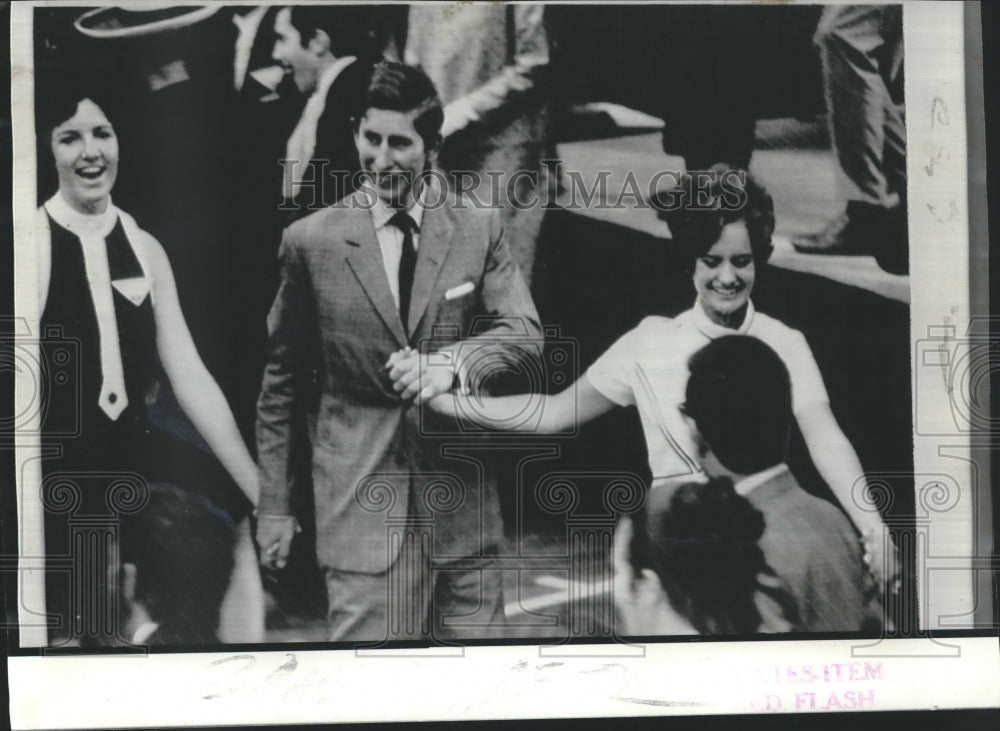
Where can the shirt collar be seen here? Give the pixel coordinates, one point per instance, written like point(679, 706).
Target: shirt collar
point(82, 224)
point(382, 214)
point(713, 329)
point(747, 484)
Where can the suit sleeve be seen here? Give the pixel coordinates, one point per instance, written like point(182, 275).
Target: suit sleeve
point(508, 339)
point(281, 407)
point(519, 78)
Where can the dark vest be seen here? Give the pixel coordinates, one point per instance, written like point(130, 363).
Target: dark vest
point(72, 417)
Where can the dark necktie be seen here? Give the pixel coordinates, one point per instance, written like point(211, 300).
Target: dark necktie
point(407, 263)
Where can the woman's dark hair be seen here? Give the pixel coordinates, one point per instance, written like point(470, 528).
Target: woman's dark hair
point(739, 396)
point(703, 547)
point(705, 201)
point(400, 88)
point(56, 101)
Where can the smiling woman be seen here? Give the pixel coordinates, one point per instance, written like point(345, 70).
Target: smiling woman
point(107, 285)
point(724, 233)
point(85, 148)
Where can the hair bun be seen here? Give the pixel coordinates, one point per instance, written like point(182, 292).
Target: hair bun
point(714, 511)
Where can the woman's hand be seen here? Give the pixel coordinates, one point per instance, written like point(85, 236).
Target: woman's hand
point(881, 556)
point(274, 536)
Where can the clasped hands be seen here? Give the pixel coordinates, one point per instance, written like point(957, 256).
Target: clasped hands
point(420, 376)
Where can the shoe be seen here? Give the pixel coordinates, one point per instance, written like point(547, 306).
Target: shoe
point(852, 233)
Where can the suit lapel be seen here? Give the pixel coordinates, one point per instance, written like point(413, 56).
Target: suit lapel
point(364, 256)
point(435, 245)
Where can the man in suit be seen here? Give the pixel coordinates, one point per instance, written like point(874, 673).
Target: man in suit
point(739, 399)
point(327, 53)
point(399, 265)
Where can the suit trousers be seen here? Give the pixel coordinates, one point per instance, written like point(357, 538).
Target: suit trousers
point(414, 601)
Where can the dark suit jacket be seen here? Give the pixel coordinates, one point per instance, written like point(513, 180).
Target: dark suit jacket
point(332, 327)
point(812, 547)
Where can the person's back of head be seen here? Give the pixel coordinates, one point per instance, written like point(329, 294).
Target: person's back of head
point(739, 397)
point(703, 547)
point(182, 547)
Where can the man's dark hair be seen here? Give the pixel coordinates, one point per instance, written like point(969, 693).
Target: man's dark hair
point(399, 88)
point(350, 28)
point(183, 550)
point(739, 396)
point(703, 204)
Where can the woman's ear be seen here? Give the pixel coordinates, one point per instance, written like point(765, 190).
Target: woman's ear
point(319, 44)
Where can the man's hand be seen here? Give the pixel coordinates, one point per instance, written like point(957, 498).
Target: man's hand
point(274, 536)
point(882, 560)
point(420, 377)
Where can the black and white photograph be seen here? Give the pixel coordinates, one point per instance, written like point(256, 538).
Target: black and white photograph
point(469, 336)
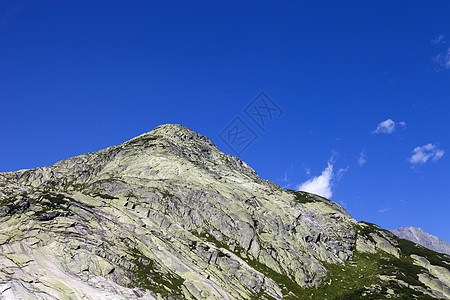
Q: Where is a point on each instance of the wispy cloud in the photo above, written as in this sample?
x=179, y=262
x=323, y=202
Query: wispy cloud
x=442, y=60
x=323, y=183
x=388, y=126
x=439, y=39
x=362, y=158
x=320, y=185
x=422, y=154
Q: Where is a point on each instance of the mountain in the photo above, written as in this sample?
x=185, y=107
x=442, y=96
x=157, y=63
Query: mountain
x=166, y=215
x=417, y=235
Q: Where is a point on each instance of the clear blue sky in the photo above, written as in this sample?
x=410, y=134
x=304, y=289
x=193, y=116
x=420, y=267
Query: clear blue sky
x=78, y=76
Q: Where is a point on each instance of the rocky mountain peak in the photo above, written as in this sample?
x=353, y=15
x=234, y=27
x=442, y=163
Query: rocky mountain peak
x=166, y=215
x=417, y=235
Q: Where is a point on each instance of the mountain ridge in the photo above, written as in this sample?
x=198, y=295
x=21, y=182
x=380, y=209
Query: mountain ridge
x=419, y=236
x=166, y=214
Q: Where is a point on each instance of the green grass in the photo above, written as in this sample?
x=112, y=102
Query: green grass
x=357, y=278
x=147, y=275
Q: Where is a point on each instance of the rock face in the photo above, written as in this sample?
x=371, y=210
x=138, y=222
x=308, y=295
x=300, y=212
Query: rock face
x=417, y=235
x=166, y=215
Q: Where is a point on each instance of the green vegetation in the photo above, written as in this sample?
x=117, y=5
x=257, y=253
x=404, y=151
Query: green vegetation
x=147, y=274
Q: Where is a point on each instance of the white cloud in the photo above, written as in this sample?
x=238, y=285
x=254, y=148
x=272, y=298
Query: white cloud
x=320, y=185
x=388, y=126
x=440, y=38
x=442, y=60
x=362, y=158
x=423, y=153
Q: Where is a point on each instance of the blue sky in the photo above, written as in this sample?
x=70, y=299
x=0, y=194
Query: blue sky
x=76, y=77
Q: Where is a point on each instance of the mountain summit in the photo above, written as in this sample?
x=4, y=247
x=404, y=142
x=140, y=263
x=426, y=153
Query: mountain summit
x=166, y=215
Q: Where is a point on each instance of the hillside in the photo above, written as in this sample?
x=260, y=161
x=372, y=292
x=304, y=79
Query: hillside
x=166, y=215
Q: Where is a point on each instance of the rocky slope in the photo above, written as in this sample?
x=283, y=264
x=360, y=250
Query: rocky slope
x=417, y=235
x=166, y=215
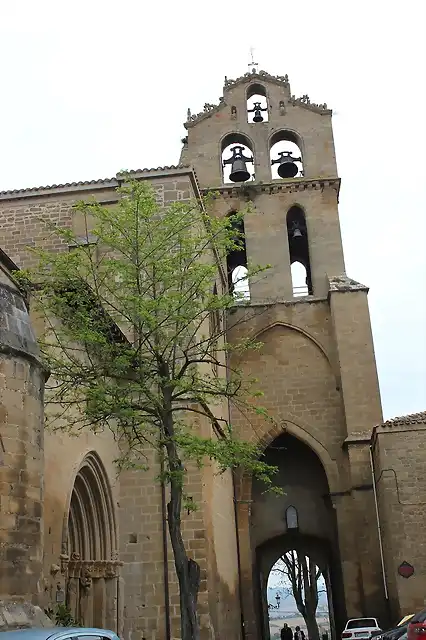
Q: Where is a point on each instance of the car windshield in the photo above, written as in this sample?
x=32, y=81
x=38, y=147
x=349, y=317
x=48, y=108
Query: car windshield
x=419, y=617
x=361, y=623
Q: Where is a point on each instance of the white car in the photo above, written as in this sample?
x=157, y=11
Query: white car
x=361, y=628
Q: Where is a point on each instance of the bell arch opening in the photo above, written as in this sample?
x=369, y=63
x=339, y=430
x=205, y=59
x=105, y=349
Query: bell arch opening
x=92, y=594
x=236, y=262
x=237, y=155
x=298, y=244
x=285, y=149
x=299, y=525
x=257, y=104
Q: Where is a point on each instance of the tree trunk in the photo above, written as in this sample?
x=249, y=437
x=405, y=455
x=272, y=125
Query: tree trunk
x=312, y=626
x=188, y=571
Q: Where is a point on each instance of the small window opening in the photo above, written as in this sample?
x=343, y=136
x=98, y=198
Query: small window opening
x=240, y=285
x=299, y=253
x=257, y=104
x=236, y=262
x=292, y=518
x=286, y=156
x=237, y=159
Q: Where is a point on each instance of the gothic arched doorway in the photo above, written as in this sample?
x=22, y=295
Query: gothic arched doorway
x=89, y=559
x=302, y=519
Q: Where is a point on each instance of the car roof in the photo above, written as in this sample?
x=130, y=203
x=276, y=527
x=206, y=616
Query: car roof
x=53, y=633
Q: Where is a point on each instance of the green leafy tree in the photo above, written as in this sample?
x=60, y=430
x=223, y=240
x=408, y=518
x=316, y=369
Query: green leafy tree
x=302, y=579
x=135, y=339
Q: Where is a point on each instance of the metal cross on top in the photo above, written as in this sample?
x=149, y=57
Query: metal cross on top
x=252, y=64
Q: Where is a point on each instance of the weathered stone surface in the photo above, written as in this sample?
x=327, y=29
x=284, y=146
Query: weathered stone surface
x=317, y=372
x=22, y=615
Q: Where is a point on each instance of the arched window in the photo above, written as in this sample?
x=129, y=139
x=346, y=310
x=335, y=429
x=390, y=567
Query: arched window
x=291, y=518
x=286, y=156
x=236, y=263
x=91, y=527
x=237, y=158
x=299, y=280
x=91, y=537
x=298, y=244
x=257, y=104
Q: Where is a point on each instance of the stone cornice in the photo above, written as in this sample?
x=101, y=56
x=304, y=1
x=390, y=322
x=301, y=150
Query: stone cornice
x=278, y=186
x=358, y=438
x=95, y=185
x=248, y=78
x=254, y=75
x=305, y=103
x=209, y=109
x=409, y=420
x=343, y=284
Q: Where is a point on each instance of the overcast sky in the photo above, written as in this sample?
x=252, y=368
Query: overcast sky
x=89, y=88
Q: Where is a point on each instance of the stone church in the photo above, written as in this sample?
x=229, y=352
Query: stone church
x=74, y=531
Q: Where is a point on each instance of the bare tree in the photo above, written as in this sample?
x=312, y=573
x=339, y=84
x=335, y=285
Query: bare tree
x=302, y=575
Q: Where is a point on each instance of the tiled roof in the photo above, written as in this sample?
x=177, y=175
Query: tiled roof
x=412, y=418
x=102, y=181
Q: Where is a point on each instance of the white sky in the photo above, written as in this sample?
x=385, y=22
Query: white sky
x=89, y=88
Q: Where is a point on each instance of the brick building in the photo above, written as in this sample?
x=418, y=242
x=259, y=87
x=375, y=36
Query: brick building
x=316, y=368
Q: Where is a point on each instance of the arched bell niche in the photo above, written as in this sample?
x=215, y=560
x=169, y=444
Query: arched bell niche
x=285, y=149
x=237, y=155
x=257, y=104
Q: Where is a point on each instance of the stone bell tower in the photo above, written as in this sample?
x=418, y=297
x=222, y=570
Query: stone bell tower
x=317, y=366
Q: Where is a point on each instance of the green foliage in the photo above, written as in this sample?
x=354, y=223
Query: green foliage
x=136, y=332
x=62, y=616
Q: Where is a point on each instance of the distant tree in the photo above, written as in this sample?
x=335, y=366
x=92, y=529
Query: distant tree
x=136, y=342
x=302, y=575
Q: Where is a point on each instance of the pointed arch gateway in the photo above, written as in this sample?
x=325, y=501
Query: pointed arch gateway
x=89, y=560
x=301, y=519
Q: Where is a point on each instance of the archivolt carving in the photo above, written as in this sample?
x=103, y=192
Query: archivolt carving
x=90, y=538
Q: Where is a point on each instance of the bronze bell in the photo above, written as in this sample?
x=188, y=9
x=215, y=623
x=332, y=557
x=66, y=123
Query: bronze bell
x=257, y=110
x=287, y=168
x=238, y=161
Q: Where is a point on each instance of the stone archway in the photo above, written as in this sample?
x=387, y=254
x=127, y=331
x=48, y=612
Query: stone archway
x=305, y=486
x=89, y=560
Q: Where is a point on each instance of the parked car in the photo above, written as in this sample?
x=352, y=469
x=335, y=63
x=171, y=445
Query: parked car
x=59, y=633
x=417, y=626
x=401, y=630
x=359, y=628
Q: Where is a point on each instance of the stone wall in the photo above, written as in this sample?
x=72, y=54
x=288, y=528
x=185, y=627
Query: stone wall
x=398, y=447
x=209, y=532
x=21, y=448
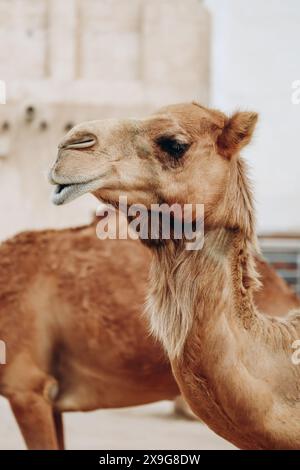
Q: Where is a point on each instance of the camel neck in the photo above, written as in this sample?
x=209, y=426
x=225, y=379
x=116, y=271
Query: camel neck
x=189, y=286
x=223, y=351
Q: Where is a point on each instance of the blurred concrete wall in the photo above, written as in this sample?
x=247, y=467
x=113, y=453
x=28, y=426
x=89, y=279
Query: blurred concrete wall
x=255, y=60
x=73, y=60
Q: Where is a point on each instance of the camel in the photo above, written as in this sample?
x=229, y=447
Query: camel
x=74, y=340
x=233, y=365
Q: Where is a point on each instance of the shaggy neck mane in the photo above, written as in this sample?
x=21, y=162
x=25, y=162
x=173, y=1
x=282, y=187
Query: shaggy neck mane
x=183, y=284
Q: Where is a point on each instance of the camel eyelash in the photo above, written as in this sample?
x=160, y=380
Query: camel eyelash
x=172, y=146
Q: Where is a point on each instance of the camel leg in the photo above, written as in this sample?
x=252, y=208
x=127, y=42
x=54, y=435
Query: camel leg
x=34, y=415
x=59, y=426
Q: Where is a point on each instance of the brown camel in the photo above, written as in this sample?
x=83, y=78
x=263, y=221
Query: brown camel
x=233, y=365
x=75, y=338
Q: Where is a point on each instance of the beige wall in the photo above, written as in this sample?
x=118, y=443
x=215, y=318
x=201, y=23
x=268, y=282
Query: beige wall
x=75, y=60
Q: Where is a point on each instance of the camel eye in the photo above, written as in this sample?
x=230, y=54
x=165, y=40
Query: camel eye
x=173, y=147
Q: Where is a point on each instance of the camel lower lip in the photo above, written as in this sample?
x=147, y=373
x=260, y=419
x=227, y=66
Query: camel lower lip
x=64, y=193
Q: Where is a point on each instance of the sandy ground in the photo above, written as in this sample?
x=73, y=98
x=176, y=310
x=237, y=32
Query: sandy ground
x=145, y=427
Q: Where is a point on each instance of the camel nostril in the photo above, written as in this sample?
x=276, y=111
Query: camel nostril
x=79, y=143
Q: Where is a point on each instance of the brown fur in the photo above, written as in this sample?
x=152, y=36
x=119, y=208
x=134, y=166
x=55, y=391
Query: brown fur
x=70, y=313
x=232, y=364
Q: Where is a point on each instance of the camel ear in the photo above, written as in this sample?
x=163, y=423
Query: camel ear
x=236, y=133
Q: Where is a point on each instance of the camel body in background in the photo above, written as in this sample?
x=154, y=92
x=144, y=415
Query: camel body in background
x=233, y=365
x=70, y=314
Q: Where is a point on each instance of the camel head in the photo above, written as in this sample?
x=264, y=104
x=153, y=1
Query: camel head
x=182, y=154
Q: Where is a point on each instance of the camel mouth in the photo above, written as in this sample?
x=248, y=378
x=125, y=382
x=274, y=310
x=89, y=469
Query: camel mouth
x=64, y=193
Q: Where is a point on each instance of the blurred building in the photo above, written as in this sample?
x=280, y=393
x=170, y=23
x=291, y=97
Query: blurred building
x=73, y=60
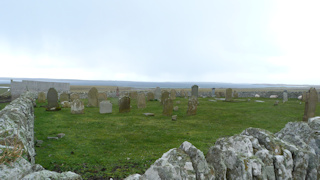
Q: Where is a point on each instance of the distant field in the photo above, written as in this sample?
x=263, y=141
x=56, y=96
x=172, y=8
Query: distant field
x=101, y=146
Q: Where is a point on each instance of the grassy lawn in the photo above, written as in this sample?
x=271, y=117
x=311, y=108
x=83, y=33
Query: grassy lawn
x=119, y=144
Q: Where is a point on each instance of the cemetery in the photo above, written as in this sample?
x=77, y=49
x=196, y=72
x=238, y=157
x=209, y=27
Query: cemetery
x=131, y=134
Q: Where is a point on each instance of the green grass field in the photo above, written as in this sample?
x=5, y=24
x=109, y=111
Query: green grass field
x=100, y=146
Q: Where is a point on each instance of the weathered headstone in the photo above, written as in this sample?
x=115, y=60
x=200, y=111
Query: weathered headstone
x=310, y=104
x=141, y=101
x=124, y=104
x=173, y=94
x=192, y=106
x=74, y=97
x=228, y=95
x=150, y=96
x=167, y=107
x=41, y=97
x=285, y=96
x=52, y=97
x=102, y=97
x=93, y=97
x=77, y=107
x=164, y=96
x=194, y=91
x=157, y=94
x=64, y=97
x=105, y=107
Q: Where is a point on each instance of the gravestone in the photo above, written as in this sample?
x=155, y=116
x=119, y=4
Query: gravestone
x=164, y=96
x=285, y=96
x=118, y=92
x=41, y=97
x=105, y=107
x=77, y=107
x=173, y=94
x=141, y=101
x=194, y=91
x=157, y=94
x=102, y=97
x=167, y=107
x=124, y=104
x=74, y=97
x=310, y=104
x=228, y=95
x=150, y=96
x=133, y=95
x=93, y=97
x=64, y=97
x=52, y=97
x=192, y=106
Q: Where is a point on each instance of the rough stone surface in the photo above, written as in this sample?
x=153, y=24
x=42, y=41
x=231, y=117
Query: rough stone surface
x=105, y=107
x=93, y=97
x=77, y=107
x=124, y=104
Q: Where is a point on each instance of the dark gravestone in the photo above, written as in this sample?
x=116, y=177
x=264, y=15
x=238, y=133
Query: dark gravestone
x=164, y=96
x=52, y=97
x=93, y=97
x=124, y=104
x=167, y=107
x=194, y=91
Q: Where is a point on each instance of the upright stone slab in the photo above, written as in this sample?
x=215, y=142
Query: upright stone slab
x=228, y=95
x=77, y=107
x=133, y=95
x=102, y=97
x=74, y=96
x=64, y=97
x=150, y=96
x=194, y=91
x=141, y=101
x=310, y=104
x=52, y=97
x=41, y=97
x=167, y=107
x=164, y=96
x=93, y=97
x=124, y=104
x=285, y=96
x=192, y=106
x=157, y=94
x=105, y=107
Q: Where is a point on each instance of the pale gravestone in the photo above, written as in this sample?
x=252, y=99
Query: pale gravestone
x=124, y=104
x=150, y=96
x=52, y=97
x=310, y=104
x=41, y=97
x=164, y=96
x=141, y=101
x=228, y=95
x=93, y=97
x=157, y=94
x=74, y=97
x=77, y=107
x=133, y=95
x=194, y=91
x=173, y=94
x=167, y=107
x=285, y=96
x=64, y=97
x=105, y=107
x=192, y=106
x=102, y=97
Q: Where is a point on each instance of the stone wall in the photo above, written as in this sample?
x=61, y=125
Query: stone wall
x=17, y=130
x=17, y=88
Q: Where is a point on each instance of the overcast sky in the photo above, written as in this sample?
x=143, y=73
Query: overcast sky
x=238, y=41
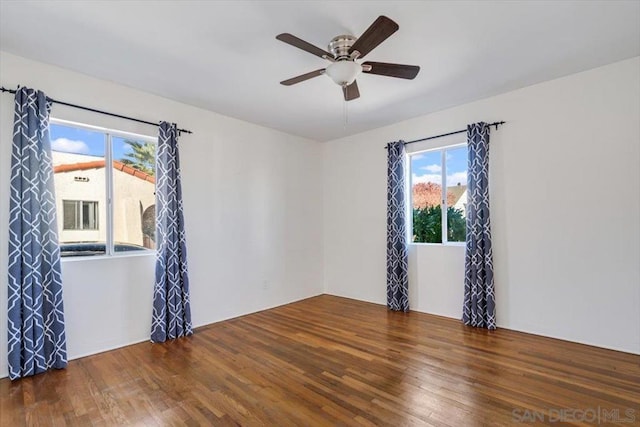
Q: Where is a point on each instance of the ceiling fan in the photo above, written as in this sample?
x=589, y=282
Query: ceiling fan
x=345, y=50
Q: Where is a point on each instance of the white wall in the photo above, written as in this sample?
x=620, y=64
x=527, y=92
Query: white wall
x=253, y=209
x=565, y=194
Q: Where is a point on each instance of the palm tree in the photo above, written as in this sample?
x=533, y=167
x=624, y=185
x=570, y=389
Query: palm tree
x=142, y=156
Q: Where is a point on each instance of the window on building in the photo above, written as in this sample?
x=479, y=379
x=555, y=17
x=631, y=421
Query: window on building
x=438, y=196
x=103, y=210
x=79, y=215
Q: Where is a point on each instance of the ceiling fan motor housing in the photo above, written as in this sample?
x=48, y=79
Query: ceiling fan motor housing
x=339, y=46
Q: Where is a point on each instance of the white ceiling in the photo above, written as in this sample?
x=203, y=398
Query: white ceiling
x=223, y=56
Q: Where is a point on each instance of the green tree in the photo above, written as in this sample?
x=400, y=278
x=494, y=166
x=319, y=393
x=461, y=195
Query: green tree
x=142, y=157
x=427, y=225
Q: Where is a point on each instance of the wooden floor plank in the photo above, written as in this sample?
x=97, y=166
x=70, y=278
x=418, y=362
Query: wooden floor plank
x=334, y=361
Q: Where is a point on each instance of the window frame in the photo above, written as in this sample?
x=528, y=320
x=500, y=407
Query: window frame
x=109, y=202
x=443, y=196
x=80, y=222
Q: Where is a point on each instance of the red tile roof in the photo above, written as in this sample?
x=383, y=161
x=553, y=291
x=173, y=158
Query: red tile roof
x=97, y=164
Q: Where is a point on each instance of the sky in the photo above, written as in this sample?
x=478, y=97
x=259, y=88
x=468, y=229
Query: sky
x=82, y=141
x=427, y=166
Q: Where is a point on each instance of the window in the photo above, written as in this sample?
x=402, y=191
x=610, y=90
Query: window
x=103, y=210
x=438, y=196
x=79, y=215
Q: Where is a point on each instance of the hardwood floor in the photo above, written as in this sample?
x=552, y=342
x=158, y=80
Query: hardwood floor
x=334, y=361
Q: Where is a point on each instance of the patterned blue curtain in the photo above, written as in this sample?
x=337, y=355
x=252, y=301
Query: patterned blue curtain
x=171, y=307
x=35, y=311
x=397, y=258
x=479, y=297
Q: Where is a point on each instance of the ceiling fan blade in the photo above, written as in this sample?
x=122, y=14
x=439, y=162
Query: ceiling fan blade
x=378, y=32
x=392, y=70
x=301, y=44
x=351, y=92
x=303, y=77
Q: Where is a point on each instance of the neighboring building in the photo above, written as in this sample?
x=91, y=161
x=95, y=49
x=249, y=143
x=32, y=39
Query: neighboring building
x=81, y=201
x=458, y=195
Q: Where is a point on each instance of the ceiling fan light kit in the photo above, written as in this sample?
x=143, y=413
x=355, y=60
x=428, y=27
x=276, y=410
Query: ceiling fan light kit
x=344, y=51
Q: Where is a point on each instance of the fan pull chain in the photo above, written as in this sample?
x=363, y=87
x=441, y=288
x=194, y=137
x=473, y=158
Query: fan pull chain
x=345, y=112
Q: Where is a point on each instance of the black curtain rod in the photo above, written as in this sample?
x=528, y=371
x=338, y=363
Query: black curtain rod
x=106, y=113
x=496, y=124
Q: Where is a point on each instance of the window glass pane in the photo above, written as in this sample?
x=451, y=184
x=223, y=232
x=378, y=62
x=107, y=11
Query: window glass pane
x=426, y=196
x=456, y=159
x=133, y=194
x=69, y=214
x=78, y=163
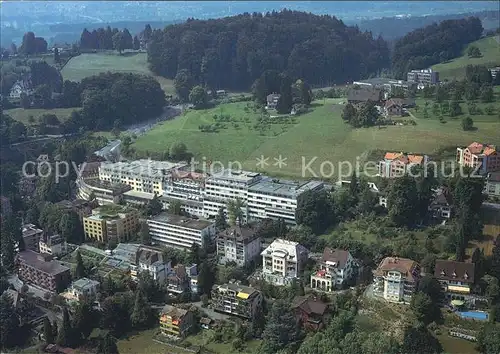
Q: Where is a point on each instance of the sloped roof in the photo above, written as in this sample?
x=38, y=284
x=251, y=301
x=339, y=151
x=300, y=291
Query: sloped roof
x=455, y=271
x=335, y=255
x=405, y=266
x=310, y=305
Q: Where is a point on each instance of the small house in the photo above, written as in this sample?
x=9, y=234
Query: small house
x=272, y=100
▬▬▬▬▬▬
WHAT YOU NEED TO DO | All lines from the start of the entries above through the line containing "Where can the woman's hand" must be transcribed exactly, both ends included, and no picture may be copied.

ANSWER BOX |
Where can the shirt collar be seen here? Give the pixel coordinates, one point per instance, written like point(679, 706).
Target: shirt collar
point(82, 224)
point(382, 214)
point(713, 329)
point(747, 484)
Where can the suit sleeve be seen here? Give the pixel coordinates, one point per instance, written like point(182, 275).
Target: suit sleeve
point(508, 339)
point(281, 407)
point(519, 78)
Where can the dark vest be seen here? Give the pixel coordinates, one point per instance, written like point(130, 363).
Target: dark vest
point(72, 417)
Where can the dark necktie be seen here? Give the pixel coordinates, one point per instance, written like point(211, 300).
Target: dark necktie
point(407, 263)
Where can the woman's dark hair be seen here? Give the pixel coordinates, one point per instance, written like point(470, 528).
Target: woman's dark hair
point(739, 396)
point(703, 547)
point(705, 201)
point(400, 88)
point(56, 101)
Where can the smiling woman be seen here? Give the pixel coordinates, one point per instance, written like point(345, 70).
Target: smiling woman
point(107, 285)
point(724, 233)
point(85, 148)
Where can the hair bun be seen here? Give the pixel coordinates, one point per instance, written like point(182, 292).
Target: hair bun
point(714, 511)
Where can the woman's hand be seen here? Give the pixel coordinates, one point per instance, written like point(85, 236).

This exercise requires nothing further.